Short problem → Reproduce every one of the records below verbatim, line for line, with no changes.

Items →
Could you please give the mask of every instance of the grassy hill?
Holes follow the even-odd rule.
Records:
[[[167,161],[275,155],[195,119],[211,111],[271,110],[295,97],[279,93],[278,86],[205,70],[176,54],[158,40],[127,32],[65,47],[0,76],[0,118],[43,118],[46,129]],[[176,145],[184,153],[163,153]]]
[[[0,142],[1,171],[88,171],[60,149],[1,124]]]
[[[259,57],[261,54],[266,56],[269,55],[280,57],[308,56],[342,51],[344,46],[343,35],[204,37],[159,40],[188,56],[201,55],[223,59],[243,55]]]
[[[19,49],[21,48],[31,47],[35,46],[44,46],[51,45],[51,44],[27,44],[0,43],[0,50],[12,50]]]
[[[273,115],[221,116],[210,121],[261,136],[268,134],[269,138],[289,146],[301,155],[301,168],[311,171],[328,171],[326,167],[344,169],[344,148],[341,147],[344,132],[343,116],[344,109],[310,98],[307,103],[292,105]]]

Solution to this task →
Could you please give the mask of every instance of the grassy hill?
Holes follow the even-odd rule.
Records:
[[[167,161],[275,155],[195,119],[211,111],[271,110],[295,97],[279,93],[278,86],[205,70],[176,54],[158,40],[127,32],[65,47],[0,76],[0,118],[43,118],[46,129]],[[176,145],[184,153],[163,153]]]
[[[0,142],[1,171],[88,171],[60,149],[1,124]]]
[[[259,57],[261,54],[266,56],[269,55],[280,57],[308,56],[342,51],[344,46],[343,35],[204,37],[159,40],[188,56],[201,55],[223,59],[243,55]]]
[[[19,49],[21,48],[31,47],[35,46],[44,46],[51,45],[51,44],[27,44],[0,43],[0,50],[12,50]]]
[[[273,115],[221,116],[210,121],[261,136],[268,134],[269,138],[289,146],[301,155],[301,168],[311,171],[328,171],[326,167],[344,169],[344,148],[341,147],[344,132],[343,116],[344,109],[310,98],[307,103],[292,105]]]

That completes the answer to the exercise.